§ **Supplied passage**:
——
# Caught in the Act



## petites (Jun 2, 2016)

Going back to the cup and perch toy we were chatting about yesterday.....and how the little loves enjoy tipping the contents out and throwing the cups on the floor......I caught Ms Flora in the act......


----------



## FaeryBee (May 9, 2011)

*Yep, dumping the contents is the most fun! 
All of my birds agree with Flora on that one. *


----------



## Therm (Aug 2, 2015)

That's cute! Little Flora is just precious!


----------



## RavensGryf (May 8, 2015)

Haha look at cute little miss Flora . So that's what Kristen was talking about that her birds do with that flower "feeder". It further proves that birds do not use it as a feeder at all! :laughing2:. In fact, when I see it again at the store, I just might get one for use as a toy for my budgies . I do wonder if _any_ birds use it as it was intended for haha.


----------



## immorgan (Jun 30, 2016)

Stormy loves to throw his food around. Silly birds!


----------



## SouthernKeet (Mar 4, 2016)

Haha so funny! What I kind of bird is she? Doesn't look like a budgie but looks cute. Ok read another post and it's ur parrotlet from the dark side lol. She is precious.

Sent from my SM-G920V using Tapatalk


----------



## StarlingWings (Mar 15, 2013)

Miss Flora certainly knows what her toy is supposed to do  

How cute! It sounds like I'm the only one with a budgie who doesn't like to throw food or food bowls around--Mallorn tends to act very demure


----------



## jean20057 (May 31, 2013)

*


RavensGryf said:



Haha look at cute little miss Flora . So that's what Kristen was talking about that her birds do with that flower "feeder". It further proves that birds do not use it as a feeder at all! :laughing2:. In fact, when I see it again at the store, I just might get one for use as a toy for my budgies . I do wonder if any birds use it as it was intended for haha.

Click to expand...
——
[Source records]

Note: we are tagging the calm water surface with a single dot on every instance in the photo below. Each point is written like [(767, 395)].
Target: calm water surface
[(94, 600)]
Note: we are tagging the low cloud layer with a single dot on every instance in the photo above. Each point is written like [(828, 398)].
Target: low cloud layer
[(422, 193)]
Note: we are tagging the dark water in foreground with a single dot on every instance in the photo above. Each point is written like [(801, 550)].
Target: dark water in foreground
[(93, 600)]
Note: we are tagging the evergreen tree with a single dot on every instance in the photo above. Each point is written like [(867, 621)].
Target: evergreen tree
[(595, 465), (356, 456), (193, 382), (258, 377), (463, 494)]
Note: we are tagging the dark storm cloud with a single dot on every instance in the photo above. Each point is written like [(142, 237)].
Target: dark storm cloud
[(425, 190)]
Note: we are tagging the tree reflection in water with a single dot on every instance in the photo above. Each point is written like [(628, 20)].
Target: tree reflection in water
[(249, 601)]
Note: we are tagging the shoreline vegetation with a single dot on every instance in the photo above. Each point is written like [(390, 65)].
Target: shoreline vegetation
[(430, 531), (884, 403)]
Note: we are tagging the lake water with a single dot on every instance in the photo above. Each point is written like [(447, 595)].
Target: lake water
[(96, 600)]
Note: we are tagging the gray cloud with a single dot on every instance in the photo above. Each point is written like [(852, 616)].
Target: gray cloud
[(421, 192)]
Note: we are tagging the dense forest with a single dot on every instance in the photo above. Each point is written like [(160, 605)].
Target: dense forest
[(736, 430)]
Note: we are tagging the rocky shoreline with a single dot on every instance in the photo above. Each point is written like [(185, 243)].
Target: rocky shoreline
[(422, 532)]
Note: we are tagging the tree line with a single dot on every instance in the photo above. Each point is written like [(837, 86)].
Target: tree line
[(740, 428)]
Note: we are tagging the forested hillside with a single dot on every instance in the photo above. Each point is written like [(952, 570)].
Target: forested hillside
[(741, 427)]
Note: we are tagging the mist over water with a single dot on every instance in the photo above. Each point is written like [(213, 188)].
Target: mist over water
——
§ **Task requirements**:
Answer these questions using the bird forum thread above:
1. What does Stormy love to do?
2. How does Mallorn tend to act?
3. If RavensGryf buys the flower "feeder," what would it be used for?

§ **Response to this task**:
1. Throw his food around.
2. Very demure.
3. As a toy for RavensGryf's budgies.